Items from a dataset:
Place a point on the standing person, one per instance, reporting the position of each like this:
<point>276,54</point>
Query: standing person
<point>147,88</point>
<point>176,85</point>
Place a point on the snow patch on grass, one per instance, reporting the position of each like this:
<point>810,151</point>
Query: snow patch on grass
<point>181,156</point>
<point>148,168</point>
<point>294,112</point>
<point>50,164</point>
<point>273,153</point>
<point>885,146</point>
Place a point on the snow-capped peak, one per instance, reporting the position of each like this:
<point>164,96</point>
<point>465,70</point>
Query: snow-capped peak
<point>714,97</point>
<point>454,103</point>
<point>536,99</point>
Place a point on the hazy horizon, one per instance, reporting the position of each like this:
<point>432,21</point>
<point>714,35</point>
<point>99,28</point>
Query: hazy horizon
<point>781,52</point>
* * *
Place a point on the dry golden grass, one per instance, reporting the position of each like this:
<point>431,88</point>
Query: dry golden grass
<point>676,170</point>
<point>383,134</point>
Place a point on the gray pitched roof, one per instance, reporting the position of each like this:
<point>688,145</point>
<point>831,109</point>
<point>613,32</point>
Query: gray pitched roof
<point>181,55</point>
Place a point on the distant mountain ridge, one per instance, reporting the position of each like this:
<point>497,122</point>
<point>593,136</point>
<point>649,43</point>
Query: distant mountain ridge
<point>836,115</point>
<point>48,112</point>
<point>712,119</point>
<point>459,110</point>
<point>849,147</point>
* * *
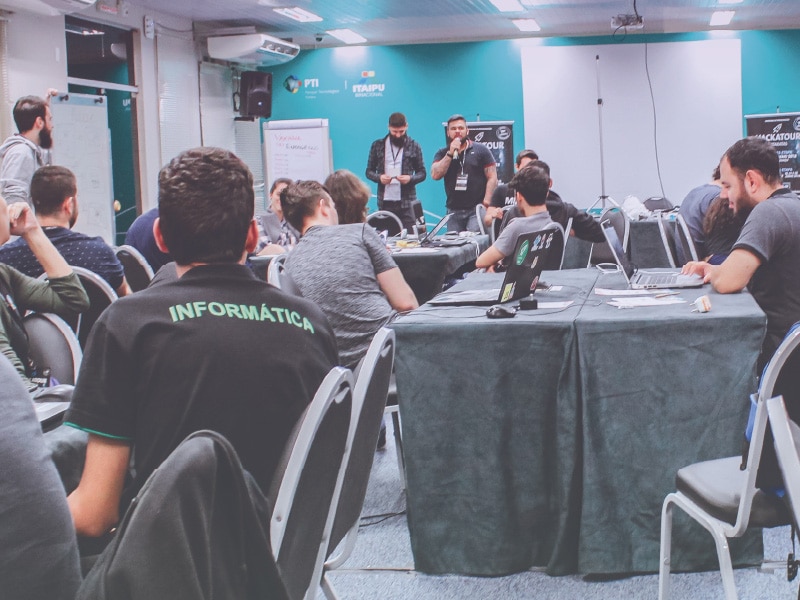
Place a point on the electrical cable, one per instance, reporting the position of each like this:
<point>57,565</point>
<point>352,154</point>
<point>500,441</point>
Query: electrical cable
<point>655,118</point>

• [Problem statement]
Scan the entries and show every line in which the word "this" is found.

• [Task output]
Place a point on the standing person, one per instance, reporting the position of each like this:
Place a point on the snow patch on grass, one per instance, reporting the position of each like this:
Place a point on the snow-capped peak, one per instance, reporting the position of each like this:
Place a point on the hazy horizon, one per instance, reporting the position of each like this:
Place a point on the dry golden grass, one per instance, reporting the position of each like this:
Place a point on the gray pitched roof, one per instance, reporting the position of each like this:
Place a point on the distant mountain ridge, one per instance, reporting the position of each like this:
Place a point on the electrical cable, one per instance, reporting the position of each like this:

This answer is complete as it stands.